Selection:
The Nixon button I bought at a flea market in the '80s, as kind of a joke. I've never had anything but antipathy for Nixon, although he looks like an upstanding citizen compared to what we have now.
The Reagan/Bush button is the real thing. When I was in high school (I graduated in 1984), I considered myself a Reagan supporter. I can only chalk this up to political naiveté. I think I was most impressed that the Iranian hostage situation was resolved almost the moment he came into office. (Which later led to questions.)
I remember supporting Reagan in discussions with my friends around that time, but when I went to the polls that November, I voted for Mondale. I realized at some point that I wasn't a Republican after all! My roommate was stunned. Ah, youth.
In 1988 I campaigned for Dukakis and Bentsen, whose button you see above. I also campaigned for Steve Pajcic, a Democrat who ran for governor of Florida in 1986. (I used to have his button but no longer do.) Both lost. Oh well.
I guess the anti-Bush and pro-Obama buttons are self-explanatory. I used to have a Hillary Clinton button from her Senate run in New York in 2000, but it appears to be gone.
My favorite button is this one (above left). It's an authentic vintage '60s "flower power" button, which I bought at the same flea market where I got the Nixon button. I only wore it once, as far as I can remember, when I dressed as a rather over-the-top hippie for Halloween in 1984:
Don't you like my dolphin? Her name was Myrtle. She came from Goodwill, along with the beads and clothes and groovy (?) shades, and everything went back there again not long after Halloween. The joint wasn't real, I swear. (Myrtle has a joint, too!)
Anyway, we had some drama because I went to a graveyard with some friends that night, and I dropped my "Flower Power" button. When I realized it later, I made everyone go back and help me find it. Which we did.

Challenges:
1) In the post about campaign buttons, whom did the writer vote for at the polls that November?
2) Please rewrite the post about campaign buttons, starting at "Anyway, we had" and ending at "Which we did.", with "graveyard" changed to "cemetery".
The records have nothing to do with the post about campaign buttons.

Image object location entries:
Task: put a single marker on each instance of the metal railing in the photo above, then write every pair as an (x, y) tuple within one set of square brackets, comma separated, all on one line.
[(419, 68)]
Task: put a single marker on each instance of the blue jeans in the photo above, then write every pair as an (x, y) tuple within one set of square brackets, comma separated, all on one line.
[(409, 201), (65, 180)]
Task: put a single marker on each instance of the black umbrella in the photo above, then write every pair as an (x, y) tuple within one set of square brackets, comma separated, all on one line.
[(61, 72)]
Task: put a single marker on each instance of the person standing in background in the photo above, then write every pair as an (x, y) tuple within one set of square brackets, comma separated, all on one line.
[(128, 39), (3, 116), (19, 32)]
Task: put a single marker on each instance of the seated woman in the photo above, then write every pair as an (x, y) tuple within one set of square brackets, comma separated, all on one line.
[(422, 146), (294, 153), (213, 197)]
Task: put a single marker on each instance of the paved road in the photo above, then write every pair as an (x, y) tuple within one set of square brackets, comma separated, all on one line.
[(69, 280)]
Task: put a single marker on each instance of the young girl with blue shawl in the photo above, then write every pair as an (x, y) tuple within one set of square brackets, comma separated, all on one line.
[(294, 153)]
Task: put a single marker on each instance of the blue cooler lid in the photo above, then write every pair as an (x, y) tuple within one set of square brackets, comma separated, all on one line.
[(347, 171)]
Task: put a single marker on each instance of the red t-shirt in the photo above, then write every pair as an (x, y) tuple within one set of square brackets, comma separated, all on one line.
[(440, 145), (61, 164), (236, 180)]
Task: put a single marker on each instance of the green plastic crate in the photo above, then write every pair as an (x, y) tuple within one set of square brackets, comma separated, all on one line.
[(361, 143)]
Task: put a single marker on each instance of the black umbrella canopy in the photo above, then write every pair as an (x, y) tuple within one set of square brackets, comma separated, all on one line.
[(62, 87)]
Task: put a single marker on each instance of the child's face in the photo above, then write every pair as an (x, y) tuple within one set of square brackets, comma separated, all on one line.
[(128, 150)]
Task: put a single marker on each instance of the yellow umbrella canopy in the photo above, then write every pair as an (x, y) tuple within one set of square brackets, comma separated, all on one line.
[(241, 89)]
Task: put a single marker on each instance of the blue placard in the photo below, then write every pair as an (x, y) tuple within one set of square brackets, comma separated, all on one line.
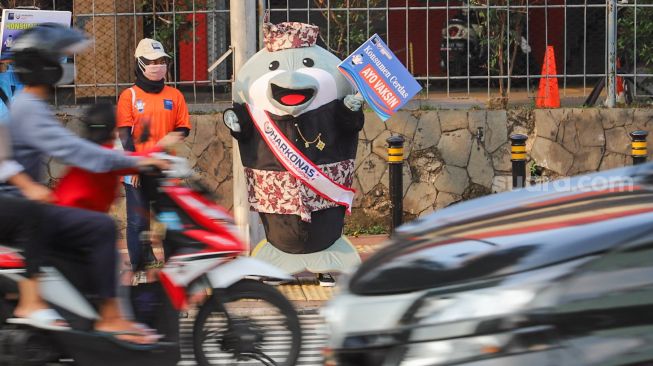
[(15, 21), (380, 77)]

Solutions to each task:
1) Mondale

2)
Anyway, we had some drama because I went to a cemetery with some friends that night, and I dropped my "Flower Power" button. When I realized it later, I made everyone go back and help me find it. Which we did.